DESCRIPTION OF THE TASK:
Each line from the one that has "Thanks for the photo. Could you please mark the meadow" through the final line of the listing is to be written out exactly, and no other line is.

------ SOURCE DATA ------

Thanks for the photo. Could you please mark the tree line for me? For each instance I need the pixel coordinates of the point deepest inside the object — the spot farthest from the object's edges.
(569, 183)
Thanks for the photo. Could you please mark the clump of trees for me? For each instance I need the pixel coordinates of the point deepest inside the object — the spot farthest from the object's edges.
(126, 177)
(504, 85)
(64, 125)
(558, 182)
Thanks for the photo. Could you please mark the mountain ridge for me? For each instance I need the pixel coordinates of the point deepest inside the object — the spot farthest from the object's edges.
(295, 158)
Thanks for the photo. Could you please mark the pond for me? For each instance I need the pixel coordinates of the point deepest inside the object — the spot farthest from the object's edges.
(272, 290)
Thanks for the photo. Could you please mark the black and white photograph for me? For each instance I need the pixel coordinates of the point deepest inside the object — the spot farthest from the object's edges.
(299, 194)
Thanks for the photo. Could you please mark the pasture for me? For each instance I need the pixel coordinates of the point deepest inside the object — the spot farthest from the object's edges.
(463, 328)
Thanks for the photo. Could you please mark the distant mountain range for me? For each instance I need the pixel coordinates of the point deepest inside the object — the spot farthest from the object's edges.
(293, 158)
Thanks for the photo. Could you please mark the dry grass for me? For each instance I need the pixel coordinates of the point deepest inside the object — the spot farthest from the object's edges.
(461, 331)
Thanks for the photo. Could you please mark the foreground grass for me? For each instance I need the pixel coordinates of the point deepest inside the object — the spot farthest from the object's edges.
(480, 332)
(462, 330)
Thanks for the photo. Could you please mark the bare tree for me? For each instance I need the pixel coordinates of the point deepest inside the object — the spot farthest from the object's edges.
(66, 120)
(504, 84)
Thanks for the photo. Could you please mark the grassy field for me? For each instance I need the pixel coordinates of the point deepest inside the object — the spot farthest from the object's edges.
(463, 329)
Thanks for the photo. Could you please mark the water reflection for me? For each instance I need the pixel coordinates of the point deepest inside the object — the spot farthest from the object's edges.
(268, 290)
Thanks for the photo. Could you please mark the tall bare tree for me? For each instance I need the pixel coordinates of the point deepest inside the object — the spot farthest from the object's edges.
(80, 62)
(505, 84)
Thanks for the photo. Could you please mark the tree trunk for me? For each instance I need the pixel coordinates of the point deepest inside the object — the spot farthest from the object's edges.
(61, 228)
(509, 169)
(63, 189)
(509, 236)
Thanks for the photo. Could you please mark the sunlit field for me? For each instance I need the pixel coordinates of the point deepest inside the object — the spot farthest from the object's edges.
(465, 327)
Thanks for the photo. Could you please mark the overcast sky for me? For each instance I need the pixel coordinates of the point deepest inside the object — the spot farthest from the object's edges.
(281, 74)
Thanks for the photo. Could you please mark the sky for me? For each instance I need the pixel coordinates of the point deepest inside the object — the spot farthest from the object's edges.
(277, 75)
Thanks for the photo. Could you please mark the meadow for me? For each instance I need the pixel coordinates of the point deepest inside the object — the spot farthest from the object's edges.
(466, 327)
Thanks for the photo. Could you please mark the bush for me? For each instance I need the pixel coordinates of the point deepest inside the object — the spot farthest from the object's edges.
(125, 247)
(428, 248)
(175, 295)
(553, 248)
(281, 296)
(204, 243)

------

SOLUTION:
Thanks for the photo. Could you please mark the meadow for me? For each instance I need the pixel coordinates of the point deepest inside the object — the spot farthest from the object's edges.
(466, 327)
Thanks for the photo. Could you please mark the bush for me? For each instance I need the pixel coordinates of the point deepest inside the object — the spot farthest from the object's edges.
(125, 247)
(428, 248)
(175, 295)
(553, 248)
(281, 296)
(204, 243)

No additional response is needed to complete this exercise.